• Direction 1: In the Soft99 wax thread, what percentage of carnauba flakes does Authentic Premium contain?
• Direction 2: Pick up the Soft99 wax thread after its last line and continue it.

# Soft99 Info



## Sparkly (Jun 13, 2013)

Hey guys,

Just a couple of quick questions on Soft99 products.

I know that Fusso is getting a lot of interest and have seen reviews of Authentic Premium but has anyone else had experience of the other waxes, they really interest me but the info is so limited it would be nice to hear from people who have tried others like Mirror Shine and Metalica.

Also how has everyone found there compatibility with other waxes? My fear being that the seemingly high solvent level in the waxes (going off the smell) would mean they would strip any other layers of wax/sealant you might combine them with.

As said interested in picking up a tub, but Fusso is hard to come by and would consider one of the others if I can get a bit more info.


----------



## evotuning (Oct 16, 2009)

Didn't try any other than Fusso, but beside Authetic, I don't belive You could put other waxes from their range on other sealants or waxes.

Fusso is pure synthetic, coating like product, so it need bare paint. Mirror Shine is a bit unique with no buffing off, could not work with sth underneath. Metalica AFAIR contains some cleaners in it, so it would obviously strip anything underneath. 

And besides technical issues, I would struggle to see point in applying them on sth. Some people here tend to top Fusso - fair enough, but not otherwise.


----------



## NipponShine (Jun 19, 2012)

Hi to help you a bit below are some info of the wax:

Authentic Premium- This is a show wax with 15-17% (total content) of T1 Brazilian white carnauba flakes, Durability will be around 3 months or more

Fusso Coat 12 months - This is a PTFE (Polytetrafluoroethylene) sealant similar like Teflon, which will last up to 12 months depends on weather condition, it has a slight filling capabilities like other sealant

Mirror Shine - Is a quick on and off wax with resins and add gloss to to give around 3 months of durability, (sorry it won't help much on scratches I was mix up with another type of product  )

Metallica - l would consider it as an AIO wax, like AP wax it also has T1 Brazilian white carnauba flakes but at a lower content, when put on and off it will clean the paint in the same time protect it!

Hope it helps!

So far bonding issues, the solvent smell you are regarding only applies to Fusso. Matt has done some demonstration that artdeshine obsidian wax will bond with Fusso to achieve good shine and water hydrophobic properties!


----------



## Sparkly (Jun 13, 2013)

evotuning said:


> Didn't try any other than Fusso, but beside Authetic, I don't belive You could put other waxes from their range on other sealants or waxes.
> 
> Fusso is pure synthetic, coating like product, so it need bare paint. Mirror Shine is a bit unique with no buffing off, could not work with sth underneath. Metalica AFAIR contains some cleaners in it, so it would obviously strip anything underneath.

Coordinate labeling data
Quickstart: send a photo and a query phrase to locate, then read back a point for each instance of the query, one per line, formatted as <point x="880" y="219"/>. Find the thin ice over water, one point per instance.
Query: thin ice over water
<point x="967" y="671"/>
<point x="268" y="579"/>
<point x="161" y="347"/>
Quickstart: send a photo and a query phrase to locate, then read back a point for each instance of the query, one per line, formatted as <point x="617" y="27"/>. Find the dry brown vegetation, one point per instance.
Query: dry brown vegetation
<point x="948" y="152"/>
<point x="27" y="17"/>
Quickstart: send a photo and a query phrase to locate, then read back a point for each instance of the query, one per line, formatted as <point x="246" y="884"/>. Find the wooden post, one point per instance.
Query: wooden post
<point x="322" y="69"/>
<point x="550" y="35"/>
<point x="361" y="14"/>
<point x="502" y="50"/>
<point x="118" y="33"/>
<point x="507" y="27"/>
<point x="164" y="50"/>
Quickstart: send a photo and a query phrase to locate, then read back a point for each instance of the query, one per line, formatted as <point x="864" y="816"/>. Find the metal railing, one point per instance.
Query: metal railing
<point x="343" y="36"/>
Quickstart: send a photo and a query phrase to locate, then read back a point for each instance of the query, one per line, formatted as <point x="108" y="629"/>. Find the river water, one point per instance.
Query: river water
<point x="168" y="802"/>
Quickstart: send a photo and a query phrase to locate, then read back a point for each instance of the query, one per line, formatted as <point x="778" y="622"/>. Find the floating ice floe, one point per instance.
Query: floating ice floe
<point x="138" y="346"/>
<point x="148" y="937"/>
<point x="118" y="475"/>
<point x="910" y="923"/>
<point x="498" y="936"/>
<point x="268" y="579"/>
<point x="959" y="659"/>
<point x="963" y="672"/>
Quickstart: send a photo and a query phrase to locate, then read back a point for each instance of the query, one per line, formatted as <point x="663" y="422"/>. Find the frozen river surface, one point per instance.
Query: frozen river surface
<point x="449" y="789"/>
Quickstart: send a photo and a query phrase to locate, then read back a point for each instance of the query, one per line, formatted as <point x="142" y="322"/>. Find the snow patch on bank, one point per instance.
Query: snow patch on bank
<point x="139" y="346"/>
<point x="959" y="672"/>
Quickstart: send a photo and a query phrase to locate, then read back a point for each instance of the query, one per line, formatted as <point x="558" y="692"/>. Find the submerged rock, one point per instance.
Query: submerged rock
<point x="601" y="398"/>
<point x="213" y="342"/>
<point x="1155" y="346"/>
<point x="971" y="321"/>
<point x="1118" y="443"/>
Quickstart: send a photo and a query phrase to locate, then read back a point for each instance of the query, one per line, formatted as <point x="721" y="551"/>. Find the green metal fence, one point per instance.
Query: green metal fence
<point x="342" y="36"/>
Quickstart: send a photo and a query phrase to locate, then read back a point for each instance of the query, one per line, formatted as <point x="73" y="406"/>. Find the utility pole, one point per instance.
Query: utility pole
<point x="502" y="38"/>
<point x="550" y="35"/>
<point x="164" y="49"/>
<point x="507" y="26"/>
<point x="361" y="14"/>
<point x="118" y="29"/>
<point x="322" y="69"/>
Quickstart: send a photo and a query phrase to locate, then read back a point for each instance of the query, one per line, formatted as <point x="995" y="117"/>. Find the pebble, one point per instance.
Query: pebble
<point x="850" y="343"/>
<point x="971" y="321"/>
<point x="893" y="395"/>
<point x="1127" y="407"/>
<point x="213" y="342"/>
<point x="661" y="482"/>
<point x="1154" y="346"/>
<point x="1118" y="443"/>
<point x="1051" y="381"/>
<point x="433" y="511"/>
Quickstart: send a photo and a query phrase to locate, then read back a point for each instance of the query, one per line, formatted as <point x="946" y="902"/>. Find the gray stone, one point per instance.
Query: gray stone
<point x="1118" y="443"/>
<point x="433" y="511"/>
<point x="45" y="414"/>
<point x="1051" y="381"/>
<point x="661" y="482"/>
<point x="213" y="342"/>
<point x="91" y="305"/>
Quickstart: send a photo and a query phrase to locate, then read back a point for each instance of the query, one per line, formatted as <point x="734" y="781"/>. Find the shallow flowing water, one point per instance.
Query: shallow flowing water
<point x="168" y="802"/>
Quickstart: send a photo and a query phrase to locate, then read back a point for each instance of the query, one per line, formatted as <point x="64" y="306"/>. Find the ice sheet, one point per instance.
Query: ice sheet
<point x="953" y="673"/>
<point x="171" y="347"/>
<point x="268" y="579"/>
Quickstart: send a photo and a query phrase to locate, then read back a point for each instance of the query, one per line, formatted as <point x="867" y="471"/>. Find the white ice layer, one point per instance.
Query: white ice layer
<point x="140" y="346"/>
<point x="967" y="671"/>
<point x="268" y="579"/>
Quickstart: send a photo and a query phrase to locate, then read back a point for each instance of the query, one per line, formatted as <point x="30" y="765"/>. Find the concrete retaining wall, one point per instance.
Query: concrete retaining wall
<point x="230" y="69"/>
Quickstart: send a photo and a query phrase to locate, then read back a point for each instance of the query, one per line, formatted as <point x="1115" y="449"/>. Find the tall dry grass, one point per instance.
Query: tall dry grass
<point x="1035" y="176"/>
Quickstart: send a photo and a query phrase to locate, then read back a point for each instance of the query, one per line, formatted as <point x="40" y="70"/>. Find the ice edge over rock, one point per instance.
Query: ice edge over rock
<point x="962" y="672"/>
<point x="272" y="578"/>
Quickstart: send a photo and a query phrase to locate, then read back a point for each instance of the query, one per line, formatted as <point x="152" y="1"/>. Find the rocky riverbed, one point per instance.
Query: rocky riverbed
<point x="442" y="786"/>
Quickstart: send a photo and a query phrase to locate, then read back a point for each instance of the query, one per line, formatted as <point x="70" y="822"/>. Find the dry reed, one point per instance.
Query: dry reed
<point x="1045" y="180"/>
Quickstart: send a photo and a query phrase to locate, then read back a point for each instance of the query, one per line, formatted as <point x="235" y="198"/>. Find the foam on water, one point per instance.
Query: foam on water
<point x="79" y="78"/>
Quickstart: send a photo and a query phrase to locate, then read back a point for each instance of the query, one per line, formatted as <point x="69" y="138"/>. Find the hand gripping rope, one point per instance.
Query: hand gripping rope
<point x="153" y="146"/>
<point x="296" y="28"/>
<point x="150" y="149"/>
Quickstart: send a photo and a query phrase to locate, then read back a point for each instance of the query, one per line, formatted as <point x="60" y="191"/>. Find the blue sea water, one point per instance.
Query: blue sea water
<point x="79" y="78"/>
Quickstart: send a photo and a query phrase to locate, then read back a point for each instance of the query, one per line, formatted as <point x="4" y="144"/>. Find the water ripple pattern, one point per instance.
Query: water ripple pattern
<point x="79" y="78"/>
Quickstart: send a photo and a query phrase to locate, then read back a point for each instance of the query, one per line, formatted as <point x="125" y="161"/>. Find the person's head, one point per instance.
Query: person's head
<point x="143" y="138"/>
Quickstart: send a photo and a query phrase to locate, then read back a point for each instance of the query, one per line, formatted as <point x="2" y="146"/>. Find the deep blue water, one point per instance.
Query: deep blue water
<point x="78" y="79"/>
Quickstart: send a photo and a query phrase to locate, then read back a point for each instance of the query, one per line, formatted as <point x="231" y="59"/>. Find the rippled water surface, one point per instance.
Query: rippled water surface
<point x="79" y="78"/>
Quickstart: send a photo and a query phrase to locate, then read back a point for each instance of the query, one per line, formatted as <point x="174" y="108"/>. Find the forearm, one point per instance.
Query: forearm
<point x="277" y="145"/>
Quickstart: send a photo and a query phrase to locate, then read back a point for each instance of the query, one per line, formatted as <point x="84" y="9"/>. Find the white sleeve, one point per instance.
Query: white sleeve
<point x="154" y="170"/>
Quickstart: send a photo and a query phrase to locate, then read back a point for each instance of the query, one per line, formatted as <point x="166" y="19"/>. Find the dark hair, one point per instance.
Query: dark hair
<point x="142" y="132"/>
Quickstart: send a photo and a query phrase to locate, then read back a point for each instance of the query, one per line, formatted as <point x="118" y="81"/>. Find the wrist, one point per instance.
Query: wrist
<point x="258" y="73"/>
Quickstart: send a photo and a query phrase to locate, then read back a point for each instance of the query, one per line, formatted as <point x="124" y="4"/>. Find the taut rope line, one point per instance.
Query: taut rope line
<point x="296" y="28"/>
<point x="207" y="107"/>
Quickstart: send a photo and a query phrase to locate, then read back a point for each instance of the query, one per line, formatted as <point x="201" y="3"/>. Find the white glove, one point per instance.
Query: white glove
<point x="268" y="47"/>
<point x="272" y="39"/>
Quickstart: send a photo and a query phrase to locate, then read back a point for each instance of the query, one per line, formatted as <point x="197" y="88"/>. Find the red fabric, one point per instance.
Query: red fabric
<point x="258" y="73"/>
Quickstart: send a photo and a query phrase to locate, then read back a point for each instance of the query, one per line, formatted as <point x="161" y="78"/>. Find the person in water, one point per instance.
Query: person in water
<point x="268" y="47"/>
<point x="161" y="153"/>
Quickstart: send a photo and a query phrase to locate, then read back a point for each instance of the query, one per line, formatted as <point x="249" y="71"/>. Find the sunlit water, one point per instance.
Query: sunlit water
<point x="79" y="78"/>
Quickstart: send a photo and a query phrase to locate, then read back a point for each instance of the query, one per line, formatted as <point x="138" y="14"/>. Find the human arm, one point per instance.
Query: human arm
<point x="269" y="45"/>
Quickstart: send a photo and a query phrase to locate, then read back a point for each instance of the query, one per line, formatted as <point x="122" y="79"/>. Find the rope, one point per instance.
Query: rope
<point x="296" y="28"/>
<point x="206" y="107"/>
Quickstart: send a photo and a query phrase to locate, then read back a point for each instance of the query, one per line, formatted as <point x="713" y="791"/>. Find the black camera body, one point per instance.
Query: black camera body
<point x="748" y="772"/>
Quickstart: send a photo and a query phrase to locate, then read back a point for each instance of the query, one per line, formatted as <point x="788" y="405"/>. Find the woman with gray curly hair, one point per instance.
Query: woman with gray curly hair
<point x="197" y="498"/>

• Exercise answer 1: 15–17% (total content) of T1 Brazilian white carnauba flakes.

• Exercise answer 2:
> 
> And besides technical issues, I would struggle to see point in applying them on sth. Some people here tend to top Fusso - fair enough, but not otherwise.


I don't think it's exactly unheard of to layer product, point in case being the comment on Authentic going over something but the others not,

I had already made the assumption that Fusso would be a standalone LSP or the base layer given it's sealant type properties, info from your very helpful review.

It could maybe have been a bit clearer but I was trying to find out which of the others behaved like Fusso and which were closer to Authentic.

Big thanks to bear for the detailed explanation, big help, thanks buddy. I can imagine Fusso and ArtDeKotsos would be a killer combo if they have shown to layer ok together. As I've already messaged Matt about some ADS bits, I will be looking out for you getting Fusso back in stock.


----------



## SarahAnn (Apr 6, 2011)

I tried the dark mirror shine on my black TT yesterday. It looks ok but didn't make any difference to swirls. Could be due to it having hydro2 on?

Easy to apply and buff. I'd use it again but wouldn't expect it to improve swirls.

Not sure if stripping everything off it would improve the filling properties but I'm not that fussed over winter. It looks glossy and shiny to my husband who doesn't see swirls


----------



## NipponShine (Jun 19, 2012)

SarahAnn said:


> I tried the dark mirror shine on my black TT yesterday. It looks ok but didn't make any difference to swirls. Could be due to it having hydro2 on?
> 
> Easy to apply and buff. I'd use it again but wouldn't expect it to improve swirls.
> 
> Not sure if stripping everything off it would improve the filling properties but I'm not that fussed over winter. It looks glossy and shiny to my husband who doesn't see swirls


Hi I have tried on lighter swirl only had little difference so maybe I'm wrong!


----------



## PPLd (Feb 1, 2012)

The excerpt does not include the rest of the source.